> REQUISITOS: Pode reescrever o trecho que abre com a linha que contém "of the tractor" e fecha com a linha que contém "Target: tractor cab", trocando "tractor cab" por "tractor cabin" e deixando todo o resto igual?

> MATERIAL APRESENTADO:

******

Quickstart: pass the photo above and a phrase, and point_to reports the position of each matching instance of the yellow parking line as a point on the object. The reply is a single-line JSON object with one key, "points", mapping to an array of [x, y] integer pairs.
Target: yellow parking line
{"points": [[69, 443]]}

******

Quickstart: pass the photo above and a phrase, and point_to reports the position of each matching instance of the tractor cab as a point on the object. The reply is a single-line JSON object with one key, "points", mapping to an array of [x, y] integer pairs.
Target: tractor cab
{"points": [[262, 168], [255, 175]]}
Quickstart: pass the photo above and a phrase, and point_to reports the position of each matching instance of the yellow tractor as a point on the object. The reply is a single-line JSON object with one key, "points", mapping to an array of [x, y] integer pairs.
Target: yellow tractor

******

> RESULTADO DO EXERCÍCIO:
Quickstart: pass the photo above and a phrase, and point_to reports the position of each matching instance of the tractor cabin as a point on the object. The reply is a single-line JSON object with one key, "points", mapping to an array of [x, y] integer pairs.
Target: tractor cabin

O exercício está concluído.